*** Opening of Source document ***

Posted: 08 Apr. 2021 5 min. read

How AI can help drive biopharma marketing ROI

By Mark Miller, managing director, and Sriram Ramamurthy, senior manager, Deloitte Consulting LLP

Biopharma companies increasingly rely on digital marketing, but they may be missing an opportunity to engage patients and health care providers with more relevant and targeted interactions.

U.S. health care and biopharmaceutical companies have significantly increased their marketing investments in recent years, with spending across advertisements, health care provider (HCP) engagement, and disease awareness almost doubling to $29.9 billion in 2016 from $17.7 billion in 1997. Not surprisingly, digital channels have become an increasingly important part of the media mix: In 2020, health care and biopharma companies spent an estimated $9.53 billion on digital ads, up 14.2% from 2019.

*** Close of Source document ***

## Task statement
Carry on the article about AI and biopharma marketing from its final sentence. The lines that follow are taken from a separate source and are unrelated to the article.

*** Opening of Data for analysis ***

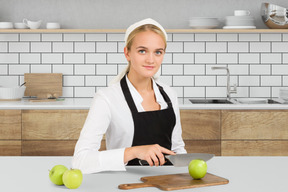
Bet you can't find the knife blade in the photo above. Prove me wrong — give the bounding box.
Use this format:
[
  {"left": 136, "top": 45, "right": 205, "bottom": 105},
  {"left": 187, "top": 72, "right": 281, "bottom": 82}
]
[{"left": 165, "top": 153, "right": 214, "bottom": 167}]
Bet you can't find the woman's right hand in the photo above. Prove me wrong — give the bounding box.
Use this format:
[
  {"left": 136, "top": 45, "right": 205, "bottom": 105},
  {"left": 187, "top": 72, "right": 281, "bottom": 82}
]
[{"left": 124, "top": 144, "right": 175, "bottom": 166}]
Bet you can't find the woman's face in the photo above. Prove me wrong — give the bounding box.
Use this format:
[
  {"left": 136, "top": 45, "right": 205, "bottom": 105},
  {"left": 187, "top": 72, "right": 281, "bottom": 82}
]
[{"left": 124, "top": 31, "right": 165, "bottom": 77}]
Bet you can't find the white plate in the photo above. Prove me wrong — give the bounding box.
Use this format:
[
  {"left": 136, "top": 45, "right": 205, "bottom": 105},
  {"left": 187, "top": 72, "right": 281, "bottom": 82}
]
[{"left": 223, "top": 26, "right": 256, "bottom": 29}]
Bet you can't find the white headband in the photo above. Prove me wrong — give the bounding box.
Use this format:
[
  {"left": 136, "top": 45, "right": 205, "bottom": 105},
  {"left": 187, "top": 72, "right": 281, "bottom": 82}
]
[{"left": 125, "top": 18, "right": 168, "bottom": 45}]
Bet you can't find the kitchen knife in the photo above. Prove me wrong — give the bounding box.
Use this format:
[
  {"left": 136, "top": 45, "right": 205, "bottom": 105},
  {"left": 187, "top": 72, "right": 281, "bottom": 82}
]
[
  {"left": 139, "top": 153, "right": 214, "bottom": 167},
  {"left": 165, "top": 153, "right": 214, "bottom": 167}
]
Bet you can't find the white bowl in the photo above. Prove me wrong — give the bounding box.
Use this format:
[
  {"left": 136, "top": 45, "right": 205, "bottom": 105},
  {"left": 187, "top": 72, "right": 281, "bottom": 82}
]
[
  {"left": 189, "top": 17, "right": 219, "bottom": 29},
  {"left": 0, "top": 86, "right": 26, "bottom": 99}
]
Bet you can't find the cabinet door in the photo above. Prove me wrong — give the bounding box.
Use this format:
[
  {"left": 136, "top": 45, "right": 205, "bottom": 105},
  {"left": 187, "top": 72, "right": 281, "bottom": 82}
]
[{"left": 180, "top": 110, "right": 221, "bottom": 155}]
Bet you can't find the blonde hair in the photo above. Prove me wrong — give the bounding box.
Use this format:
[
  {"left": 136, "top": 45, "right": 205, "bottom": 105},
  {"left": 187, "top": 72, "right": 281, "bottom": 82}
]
[{"left": 109, "top": 24, "right": 167, "bottom": 84}]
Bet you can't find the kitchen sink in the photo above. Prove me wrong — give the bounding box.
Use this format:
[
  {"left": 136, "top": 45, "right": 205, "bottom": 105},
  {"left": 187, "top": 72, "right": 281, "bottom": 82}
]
[{"left": 189, "top": 99, "right": 233, "bottom": 104}]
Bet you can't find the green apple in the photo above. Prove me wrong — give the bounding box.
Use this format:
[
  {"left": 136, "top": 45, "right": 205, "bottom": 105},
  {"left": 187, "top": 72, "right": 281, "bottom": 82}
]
[
  {"left": 188, "top": 159, "right": 207, "bottom": 179},
  {"left": 49, "top": 165, "right": 68, "bottom": 185},
  {"left": 63, "top": 169, "right": 83, "bottom": 189}
]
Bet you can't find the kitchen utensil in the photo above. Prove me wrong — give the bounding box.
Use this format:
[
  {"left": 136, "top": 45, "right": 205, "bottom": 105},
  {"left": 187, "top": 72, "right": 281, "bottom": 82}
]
[
  {"left": 261, "top": 3, "right": 288, "bottom": 29},
  {"left": 0, "top": 22, "right": 13, "bottom": 29},
  {"left": 23, "top": 19, "right": 42, "bottom": 29},
  {"left": 118, "top": 173, "right": 229, "bottom": 191},
  {"left": 0, "top": 86, "right": 26, "bottom": 100},
  {"left": 24, "top": 73, "right": 62, "bottom": 99},
  {"left": 189, "top": 17, "right": 219, "bottom": 29},
  {"left": 234, "top": 10, "right": 250, "bottom": 16},
  {"left": 14, "top": 23, "right": 28, "bottom": 29}
]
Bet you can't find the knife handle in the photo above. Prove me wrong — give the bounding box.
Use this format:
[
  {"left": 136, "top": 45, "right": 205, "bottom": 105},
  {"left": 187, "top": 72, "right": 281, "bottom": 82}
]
[{"left": 118, "top": 183, "right": 154, "bottom": 190}]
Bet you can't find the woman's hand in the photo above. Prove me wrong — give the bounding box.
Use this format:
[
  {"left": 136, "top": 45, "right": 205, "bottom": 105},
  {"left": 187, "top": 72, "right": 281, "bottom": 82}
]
[{"left": 124, "top": 144, "right": 175, "bottom": 166}]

*** Close of Data for analysis ***

## Written response
Despite this increase, ROI may be falling short of expectations—although some organizations likely will never know if they are wasting their brands’ marketing dollars. According to the most recent CMO Survey of marketing across industries, only half of pharma and biotech respondents use quantitative metrics to determine the long-term impact of marketing. Furthermore, respondents in the pharma/biotech industry reported the lowest current investment in AI and machine learning as part of their marketing analytics capabilities. This suggests a notable gap, but it also presents a significant opportunity for biopharma companies to explore how AI can address some persistent marketing challenges.

Connecting the dots

Biopharma companies typically market their products to a broad audience across a wide spectrum of channels—for example, via TV, print, web, social media, and sales representatives. But this omnichannel marketing ecosystem is often disconnected and episodic. In addition, many marketers currently have limited visibility into what is working or not, and are unable to answer an essential question: Are we sending the right brand messages to the right patient and HCP audiences at the right time using the right channels?

Current process and system limitations can create an inconsistent or irrelevant experience for HCPs and patients alike, leading to a low return on life sciences companies’ marketing spending. These limitations include:

  • Siloed marketing and sales functions. “Stovepipe” patient marketing, HCP marketing, and sales functions contribute to disconnected engagement.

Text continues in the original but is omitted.